■ GIVEN DATA
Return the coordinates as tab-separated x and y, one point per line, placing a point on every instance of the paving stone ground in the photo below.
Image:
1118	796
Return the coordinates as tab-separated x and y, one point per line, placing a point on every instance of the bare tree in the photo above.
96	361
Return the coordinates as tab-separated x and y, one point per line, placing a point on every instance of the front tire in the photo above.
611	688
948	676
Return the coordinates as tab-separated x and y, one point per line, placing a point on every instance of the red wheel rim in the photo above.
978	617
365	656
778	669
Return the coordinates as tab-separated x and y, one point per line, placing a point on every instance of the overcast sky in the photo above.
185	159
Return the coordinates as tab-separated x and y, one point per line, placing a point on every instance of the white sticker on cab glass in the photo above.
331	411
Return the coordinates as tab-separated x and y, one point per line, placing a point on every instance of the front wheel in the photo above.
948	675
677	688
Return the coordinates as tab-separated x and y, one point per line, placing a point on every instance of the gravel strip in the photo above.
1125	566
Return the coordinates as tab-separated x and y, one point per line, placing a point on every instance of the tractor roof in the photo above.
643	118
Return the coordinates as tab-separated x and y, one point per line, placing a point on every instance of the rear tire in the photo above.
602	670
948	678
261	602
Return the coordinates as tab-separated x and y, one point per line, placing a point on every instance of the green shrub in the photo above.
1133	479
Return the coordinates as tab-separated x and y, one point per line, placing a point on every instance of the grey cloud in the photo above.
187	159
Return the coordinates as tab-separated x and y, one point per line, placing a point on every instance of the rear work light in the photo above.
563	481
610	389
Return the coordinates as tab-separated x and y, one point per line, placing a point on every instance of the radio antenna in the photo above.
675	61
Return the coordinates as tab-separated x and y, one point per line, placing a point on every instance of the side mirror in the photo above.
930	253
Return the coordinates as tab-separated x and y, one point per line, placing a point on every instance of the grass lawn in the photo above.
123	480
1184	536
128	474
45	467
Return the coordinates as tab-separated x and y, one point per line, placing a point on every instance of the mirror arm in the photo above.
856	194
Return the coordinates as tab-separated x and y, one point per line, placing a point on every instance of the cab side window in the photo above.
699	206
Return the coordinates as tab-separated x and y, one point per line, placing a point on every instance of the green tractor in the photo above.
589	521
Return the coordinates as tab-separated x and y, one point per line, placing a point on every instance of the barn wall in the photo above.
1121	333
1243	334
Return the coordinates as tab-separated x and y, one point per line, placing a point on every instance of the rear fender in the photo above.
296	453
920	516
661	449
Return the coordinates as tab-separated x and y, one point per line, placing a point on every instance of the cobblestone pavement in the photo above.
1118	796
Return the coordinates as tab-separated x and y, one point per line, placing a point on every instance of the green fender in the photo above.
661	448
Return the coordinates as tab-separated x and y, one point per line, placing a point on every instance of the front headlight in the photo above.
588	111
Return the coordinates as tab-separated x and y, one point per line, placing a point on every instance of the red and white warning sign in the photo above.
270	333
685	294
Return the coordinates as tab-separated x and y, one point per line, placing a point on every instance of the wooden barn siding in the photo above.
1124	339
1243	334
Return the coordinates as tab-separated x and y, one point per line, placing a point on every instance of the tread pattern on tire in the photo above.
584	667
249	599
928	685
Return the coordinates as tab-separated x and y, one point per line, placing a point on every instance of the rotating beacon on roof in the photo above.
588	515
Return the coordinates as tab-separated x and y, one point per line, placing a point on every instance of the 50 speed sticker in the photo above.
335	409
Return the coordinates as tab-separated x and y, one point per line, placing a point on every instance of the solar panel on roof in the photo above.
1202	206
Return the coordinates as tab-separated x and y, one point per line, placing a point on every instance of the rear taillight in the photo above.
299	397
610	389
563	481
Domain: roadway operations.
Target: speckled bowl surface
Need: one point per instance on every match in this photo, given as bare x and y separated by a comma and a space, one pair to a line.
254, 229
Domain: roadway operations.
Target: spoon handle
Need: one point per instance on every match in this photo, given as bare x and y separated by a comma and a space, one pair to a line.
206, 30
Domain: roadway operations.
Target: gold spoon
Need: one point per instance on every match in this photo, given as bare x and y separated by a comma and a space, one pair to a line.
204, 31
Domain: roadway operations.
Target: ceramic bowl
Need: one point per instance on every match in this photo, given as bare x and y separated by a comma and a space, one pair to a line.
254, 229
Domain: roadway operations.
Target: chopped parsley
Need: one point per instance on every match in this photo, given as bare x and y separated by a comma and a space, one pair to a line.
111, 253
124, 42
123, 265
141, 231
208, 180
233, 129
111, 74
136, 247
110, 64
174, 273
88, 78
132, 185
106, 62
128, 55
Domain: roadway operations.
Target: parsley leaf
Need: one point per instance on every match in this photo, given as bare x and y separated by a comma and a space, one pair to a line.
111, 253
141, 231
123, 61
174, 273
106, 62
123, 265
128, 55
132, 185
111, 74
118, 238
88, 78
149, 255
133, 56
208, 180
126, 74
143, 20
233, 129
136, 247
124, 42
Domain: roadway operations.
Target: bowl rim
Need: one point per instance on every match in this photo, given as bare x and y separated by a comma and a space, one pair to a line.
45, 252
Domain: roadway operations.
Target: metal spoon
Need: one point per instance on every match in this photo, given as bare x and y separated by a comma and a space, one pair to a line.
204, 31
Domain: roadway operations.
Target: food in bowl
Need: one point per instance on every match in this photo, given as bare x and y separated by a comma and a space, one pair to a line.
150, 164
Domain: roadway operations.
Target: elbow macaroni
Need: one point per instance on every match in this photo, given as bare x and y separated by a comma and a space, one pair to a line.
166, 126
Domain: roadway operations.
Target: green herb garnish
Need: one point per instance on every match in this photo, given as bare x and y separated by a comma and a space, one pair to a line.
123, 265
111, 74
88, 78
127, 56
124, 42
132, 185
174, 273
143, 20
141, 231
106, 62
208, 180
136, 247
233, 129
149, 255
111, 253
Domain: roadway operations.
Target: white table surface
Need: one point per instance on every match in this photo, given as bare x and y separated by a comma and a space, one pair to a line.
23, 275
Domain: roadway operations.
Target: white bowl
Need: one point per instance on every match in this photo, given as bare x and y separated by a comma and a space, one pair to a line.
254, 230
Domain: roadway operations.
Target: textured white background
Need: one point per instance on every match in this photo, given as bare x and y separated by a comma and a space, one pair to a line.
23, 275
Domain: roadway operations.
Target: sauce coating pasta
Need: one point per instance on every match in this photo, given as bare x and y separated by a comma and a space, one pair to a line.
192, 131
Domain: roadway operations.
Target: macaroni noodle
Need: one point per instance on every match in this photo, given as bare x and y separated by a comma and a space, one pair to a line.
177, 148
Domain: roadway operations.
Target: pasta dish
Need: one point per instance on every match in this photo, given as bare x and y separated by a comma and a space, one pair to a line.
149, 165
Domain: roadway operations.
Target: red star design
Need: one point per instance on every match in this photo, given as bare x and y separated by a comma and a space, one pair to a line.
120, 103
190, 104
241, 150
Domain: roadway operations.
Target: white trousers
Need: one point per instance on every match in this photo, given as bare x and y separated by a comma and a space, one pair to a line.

■ REQUIREMENT
Output exactly the lines of the material above from the one containing "beacon on roof in the photo above." up to and including the one containing "Target: bowl rim".

■ ANSWER SECTION
Return the coordinates as tab-separated x and y, one point per line, placing a point on every instance of the rotating beacon on roof in the photo above.
588	515
Return the coordinates as tab-separated x and y, one point per line, placing a point on every instance of the 50 speed sticker in the photo above.
335	409
Return the coordinates as tab-separated x and y, one point per line, placing a point on every instance of the solar panel on roof in the photo above.
1202	206
Return the coordinates as tab-separated x and y, one point per line, placing a point on every instance of the rear taillight in the photo above.
299	397
610	389
563	481
Domain: roadway operations.
Target: speckled bowl surface
Need: one point per instance on every match in this photo, given as bare x and y separated by a comma and a space, one pair to a line.
254, 229
Domain: roadway operations.
Target: spoon handle
Need: one point per instance on every match in this photo, given as bare x and y separated by a comma and a space, one pair to a line.
206, 30
Domain: roadway operations.
Target: gold spoon
Need: one point per instance on every match in this photo, given as bare x and y separated by a comma and a space, one pair to a line.
204, 31
Domain: roadway operations.
Target: ceramic bowl
Need: one point per instance on every match in this photo, given as bare x and y separated by a comma and a space, one pair to a line.
254, 229
Domain: roadway operations.
Target: chopped parsley
Need: one point per instance on every match in this photo, given as bare x and y separated by a comma and a space, one pair to a line.
111, 253
124, 42
123, 265
141, 231
208, 180
233, 129
111, 74
136, 247
110, 64
174, 273
88, 78
132, 185
106, 62
128, 55
Domain: roadway operations.
Target: parsley leaf
Need: one point per instance on every match in this photo, given as bare x and y separated by a comma and a space, one pair to a line.
111, 253
141, 231
123, 61
174, 273
106, 62
123, 265
128, 55
132, 185
111, 74
118, 238
88, 78
149, 255
133, 56
208, 180
126, 74
143, 20
233, 129
136, 247
124, 42
Domain: roadway operations.
Target: bowl rim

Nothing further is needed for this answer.